# Document text
------------------------------------
Ditto for the AMT kits of the original _Enterprise_ used in the series to represent itself or sister ships from in far shots, save for the wrecked _Constellation_, which I would argue _would_ be considered canon, since it was the sole representation of that ship in the episode.

I really hope that they announce a whole new tool for the _Reliant_.


----------



## Model Man (Oct 1, 2007)

i concur on Decker's 1017. An AMT18" would be dead-on, out-of-the-box accurate to that particular ship in that particular show. 

But to make 1017 accurate to the remastered show, the fabled and fantasized about 1/350 1701tos would be more accurate out of the box than the 18"

Methinks.


----------



## Model Man (Oct 1, 2007)

I Just dug thru the blogs and it was Jan29, Jamie said the Reliant was going into production. (For the record, I pleaded they not waste a dime on a simple re-issue. Sound like they spiffed it up afterall.)
------------------------------------
# Set task 1
In the model kit thread, which ship does the first poster argue should be considered canon?
# Set task 2
Please translate this sentence from the model kit thread into Spanish: "I really hope that they announce a whole new tool for the _Reliant_."
# Set task 3
From the model kit thread, copy the passage starting with "Ditto for the" and going on through "for the _Reliant_.".
------------------------------------
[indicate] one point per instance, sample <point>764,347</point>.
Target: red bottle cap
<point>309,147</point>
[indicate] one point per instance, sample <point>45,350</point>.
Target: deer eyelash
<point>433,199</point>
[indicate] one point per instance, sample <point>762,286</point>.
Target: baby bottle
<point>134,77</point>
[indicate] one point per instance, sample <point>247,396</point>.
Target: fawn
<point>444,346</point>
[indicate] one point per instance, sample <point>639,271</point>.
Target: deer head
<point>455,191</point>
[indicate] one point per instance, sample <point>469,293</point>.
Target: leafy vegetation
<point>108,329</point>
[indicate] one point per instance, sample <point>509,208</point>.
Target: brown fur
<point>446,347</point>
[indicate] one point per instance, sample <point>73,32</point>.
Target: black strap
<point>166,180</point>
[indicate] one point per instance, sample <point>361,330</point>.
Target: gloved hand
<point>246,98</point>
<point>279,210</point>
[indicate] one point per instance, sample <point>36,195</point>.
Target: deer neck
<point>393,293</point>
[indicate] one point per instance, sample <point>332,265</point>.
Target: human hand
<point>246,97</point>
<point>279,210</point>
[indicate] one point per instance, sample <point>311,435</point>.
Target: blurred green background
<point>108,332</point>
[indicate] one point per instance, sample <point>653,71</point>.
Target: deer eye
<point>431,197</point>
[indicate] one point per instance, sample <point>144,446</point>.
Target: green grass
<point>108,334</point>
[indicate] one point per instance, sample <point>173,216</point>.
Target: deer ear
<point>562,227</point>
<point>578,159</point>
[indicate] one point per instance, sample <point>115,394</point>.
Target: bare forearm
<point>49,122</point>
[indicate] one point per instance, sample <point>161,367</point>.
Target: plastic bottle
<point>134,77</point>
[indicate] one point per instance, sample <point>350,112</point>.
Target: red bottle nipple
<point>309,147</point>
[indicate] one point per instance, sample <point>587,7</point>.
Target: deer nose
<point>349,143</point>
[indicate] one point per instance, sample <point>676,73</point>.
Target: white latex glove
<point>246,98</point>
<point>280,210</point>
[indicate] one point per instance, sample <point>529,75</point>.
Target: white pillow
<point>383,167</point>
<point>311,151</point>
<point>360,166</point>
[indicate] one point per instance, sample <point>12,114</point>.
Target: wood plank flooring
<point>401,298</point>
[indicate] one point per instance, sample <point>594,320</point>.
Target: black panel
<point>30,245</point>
------------------------------------
# Written solution 1
The wrecked _Constellation_.

# Written solution 2
Realmente espero que anuncien un molde completamente nuevo para el _Reliant_.

# Written solution 3
Ditto for the AMT kits of the original _Enterprise_ used in the series to represent itself or sister ships from in far shots, save for the wrecked _Constellation_, which I would argue _would_ be considered canon, since it was the sole representation of that ship in the episode.

I really hope that they announce a whole new tool for the _Reliant_.